▶ _Problem details_:
Each record is to be written out exactly as it appears.
=== Begin Enclosure ===
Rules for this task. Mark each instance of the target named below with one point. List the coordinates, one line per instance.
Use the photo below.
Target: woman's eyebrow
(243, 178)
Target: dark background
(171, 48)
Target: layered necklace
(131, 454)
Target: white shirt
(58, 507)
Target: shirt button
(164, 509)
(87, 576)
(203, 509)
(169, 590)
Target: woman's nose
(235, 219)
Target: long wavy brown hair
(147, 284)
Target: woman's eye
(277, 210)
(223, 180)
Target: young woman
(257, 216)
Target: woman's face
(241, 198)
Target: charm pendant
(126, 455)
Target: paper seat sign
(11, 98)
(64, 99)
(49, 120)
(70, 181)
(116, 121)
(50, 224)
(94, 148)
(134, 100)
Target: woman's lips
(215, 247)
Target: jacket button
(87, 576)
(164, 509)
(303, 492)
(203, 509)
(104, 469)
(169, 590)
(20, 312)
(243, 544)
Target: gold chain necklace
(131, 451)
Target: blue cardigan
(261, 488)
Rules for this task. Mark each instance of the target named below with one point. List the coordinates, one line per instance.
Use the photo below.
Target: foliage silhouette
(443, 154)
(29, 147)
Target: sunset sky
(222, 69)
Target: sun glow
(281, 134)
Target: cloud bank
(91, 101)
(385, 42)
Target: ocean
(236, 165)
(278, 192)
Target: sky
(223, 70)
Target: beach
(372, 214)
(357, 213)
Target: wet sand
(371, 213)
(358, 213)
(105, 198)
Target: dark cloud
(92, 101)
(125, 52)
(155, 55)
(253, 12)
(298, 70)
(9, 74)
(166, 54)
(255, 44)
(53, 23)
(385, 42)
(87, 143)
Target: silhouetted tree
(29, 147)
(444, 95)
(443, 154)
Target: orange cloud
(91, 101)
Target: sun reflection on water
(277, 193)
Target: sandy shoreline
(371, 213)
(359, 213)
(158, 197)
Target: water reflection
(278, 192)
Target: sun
=== End Enclosure ===
▶ _Answer_:
Rules for this task. Mark each instance of the target named below with one point. List the coordinates, one line per instance.
Use the photo below.
Target: woman's eyebrow
(243, 178)
Target: dark background
(171, 48)
Target: layered necklace
(131, 454)
Target: white shirt
(58, 507)
Target: shirt button
(164, 509)
(87, 576)
(203, 509)
(169, 590)
Target: woman's nose
(235, 219)
Target: long wavy brown hair
(147, 284)
Target: woman's eye
(277, 210)
(223, 180)
Target: young woman
(257, 216)
Target: woman's face
(241, 198)
Target: charm pendant
(126, 455)
Target: paper seat sign
(11, 98)
(64, 99)
(49, 120)
(70, 181)
(116, 121)
(50, 224)
(94, 148)
(134, 100)
Target: woman's lips
(215, 247)
Target: jacket button
(87, 576)
(164, 509)
(303, 492)
(203, 509)
(104, 469)
(169, 590)
(20, 312)
(243, 544)
Target: gold chain necklace
(131, 451)
Target: blue cardigan
(261, 488)
Rules for this task. Mark each instance of the target named below with one point. List the coordinates, one line per instance.
Use the photo below.
Target: foliage silhouette
(443, 154)
(29, 147)
Target: sunset sky
(222, 69)
Target: sun glow
(281, 134)
Target: cloud bank
(91, 101)
(385, 42)
Target: ocean
(236, 165)
(278, 192)
Target: sky
(223, 70)
Target: beach
(372, 214)
(357, 213)
Target: wet sand
(371, 213)
(358, 213)
(105, 198)
Target: dark cloud
(92, 101)
(125, 52)
(155, 55)
(253, 12)
(298, 70)
(9, 74)
(166, 54)
(255, 44)
(53, 23)
(385, 42)
(87, 143)
Target: silhouetted tree
(29, 147)
(444, 95)
(443, 154)
Target: orange cloud
(91, 101)
Target: sun reflection on water
(277, 193)
Target: sandy shoreline
(371, 213)
(359, 213)
(158, 197)
Target: water reflection
(278, 192)
Target: sun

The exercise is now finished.